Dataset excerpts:

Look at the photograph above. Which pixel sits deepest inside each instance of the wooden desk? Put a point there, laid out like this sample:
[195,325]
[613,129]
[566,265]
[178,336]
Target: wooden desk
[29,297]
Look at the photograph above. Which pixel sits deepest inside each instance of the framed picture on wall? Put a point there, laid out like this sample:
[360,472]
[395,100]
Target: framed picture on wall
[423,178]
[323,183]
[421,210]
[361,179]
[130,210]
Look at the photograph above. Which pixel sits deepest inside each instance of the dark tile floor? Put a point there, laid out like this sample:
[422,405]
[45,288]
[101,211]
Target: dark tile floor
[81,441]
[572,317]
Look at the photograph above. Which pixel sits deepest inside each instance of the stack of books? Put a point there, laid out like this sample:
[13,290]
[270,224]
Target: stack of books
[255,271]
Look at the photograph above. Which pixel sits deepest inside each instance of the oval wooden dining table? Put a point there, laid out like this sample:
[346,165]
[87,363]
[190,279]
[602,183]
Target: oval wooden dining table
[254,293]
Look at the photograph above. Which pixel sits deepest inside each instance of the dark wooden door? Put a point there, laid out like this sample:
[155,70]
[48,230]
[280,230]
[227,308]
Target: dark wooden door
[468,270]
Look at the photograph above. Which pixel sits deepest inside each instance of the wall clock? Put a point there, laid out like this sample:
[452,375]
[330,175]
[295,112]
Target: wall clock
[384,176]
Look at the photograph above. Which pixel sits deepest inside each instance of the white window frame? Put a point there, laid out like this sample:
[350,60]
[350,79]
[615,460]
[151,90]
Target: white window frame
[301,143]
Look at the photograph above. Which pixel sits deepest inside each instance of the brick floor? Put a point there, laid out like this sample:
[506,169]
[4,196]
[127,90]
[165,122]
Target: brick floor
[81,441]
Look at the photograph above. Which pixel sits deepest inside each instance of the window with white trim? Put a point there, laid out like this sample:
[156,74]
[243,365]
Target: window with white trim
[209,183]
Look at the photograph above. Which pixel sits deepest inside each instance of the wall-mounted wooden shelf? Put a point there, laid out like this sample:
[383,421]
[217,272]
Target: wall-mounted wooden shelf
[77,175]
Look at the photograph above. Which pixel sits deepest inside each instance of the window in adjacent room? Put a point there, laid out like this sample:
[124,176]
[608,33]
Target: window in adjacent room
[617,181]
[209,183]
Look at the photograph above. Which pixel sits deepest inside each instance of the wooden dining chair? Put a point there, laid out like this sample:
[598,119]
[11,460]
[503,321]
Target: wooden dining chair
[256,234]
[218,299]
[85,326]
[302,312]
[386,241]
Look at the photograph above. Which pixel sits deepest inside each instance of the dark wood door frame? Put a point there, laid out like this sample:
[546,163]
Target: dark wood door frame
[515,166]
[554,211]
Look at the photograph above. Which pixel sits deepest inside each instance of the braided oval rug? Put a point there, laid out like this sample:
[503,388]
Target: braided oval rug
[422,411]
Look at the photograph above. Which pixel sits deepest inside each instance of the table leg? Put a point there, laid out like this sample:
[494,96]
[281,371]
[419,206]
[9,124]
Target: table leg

==

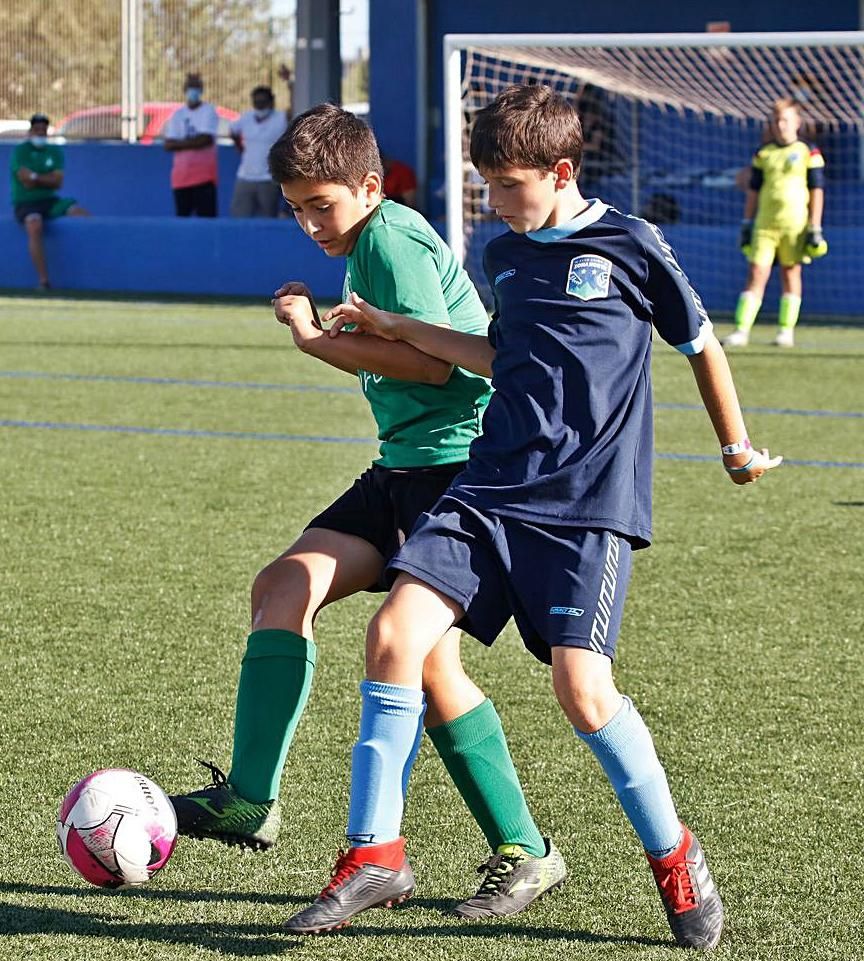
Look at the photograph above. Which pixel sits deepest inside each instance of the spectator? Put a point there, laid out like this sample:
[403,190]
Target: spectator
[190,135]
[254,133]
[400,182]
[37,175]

* * *

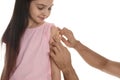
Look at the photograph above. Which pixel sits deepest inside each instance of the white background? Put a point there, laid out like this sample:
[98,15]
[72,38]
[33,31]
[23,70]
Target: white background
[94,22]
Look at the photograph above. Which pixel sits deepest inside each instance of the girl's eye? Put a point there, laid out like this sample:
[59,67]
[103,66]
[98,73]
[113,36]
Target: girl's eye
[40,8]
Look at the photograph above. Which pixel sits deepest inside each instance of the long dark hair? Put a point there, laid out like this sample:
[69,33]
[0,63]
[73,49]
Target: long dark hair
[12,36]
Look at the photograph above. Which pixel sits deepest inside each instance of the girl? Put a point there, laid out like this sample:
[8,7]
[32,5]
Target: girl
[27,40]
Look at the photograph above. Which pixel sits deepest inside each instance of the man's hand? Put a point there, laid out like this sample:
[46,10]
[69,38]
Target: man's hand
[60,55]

YOUR GOAL »
Reproduce the lines of the entries above from the one with "the wooden desk?" to the one with "the white window", both included, exactly and without any other line.

PROBLEM SOLUTION »
Look at the photograph above. Which pixel sits deepest inside each instance of the wooden desk? Put a point there, laid out like this sample:
[195,325]
[613,129]
[566,265]
[178,336]
Target: wooden desk
[29,297]
Look at the photograph above. Which pixel sits deepest inside each instance of the framed picture on wall? Put a point there, laid out like this sample:
[360,472]
[395,100]
Target: framed picture on wall
[423,178]
[323,183]
[421,210]
[361,179]
[130,210]
Look at the photograph above. Which pixel sits deepest inside each instance of the dark tile floor? Put a point there, laid out like this sample:
[422,405]
[45,288]
[101,211]
Target: dark tile floor
[81,441]
[572,317]
Look at the photograph above. Which pixel sits deepest inside each instance of the stack of books? Put a point there, laid out like this sample:
[13,290]
[270,224]
Target: stack of books
[255,271]
Look at the photograph above. Which pixel sits deepest inside each instance of the oval wooden dining table? Put a point there, laid out like this sample:
[346,165]
[87,363]
[190,279]
[602,183]
Target: oval wooden dining table
[254,293]
Look at the photograph above. Which pixel sits deepest inside each instance of the dark wooden door? Put a point there, laid out like this sample:
[155,70]
[48,230]
[280,230]
[227,308]
Target: dark wooden door
[468,270]
Look at the photograph above. Which pixel sits deepest inside each instance of the wall clock? Put a point there, laid out like this sample:
[452,375]
[330,175]
[295,112]
Target: wall clock
[384,176]
Look at the photograph above. Which pixel sits deepest inside each instance of the white window frame? Put a point there, laid out like this sample:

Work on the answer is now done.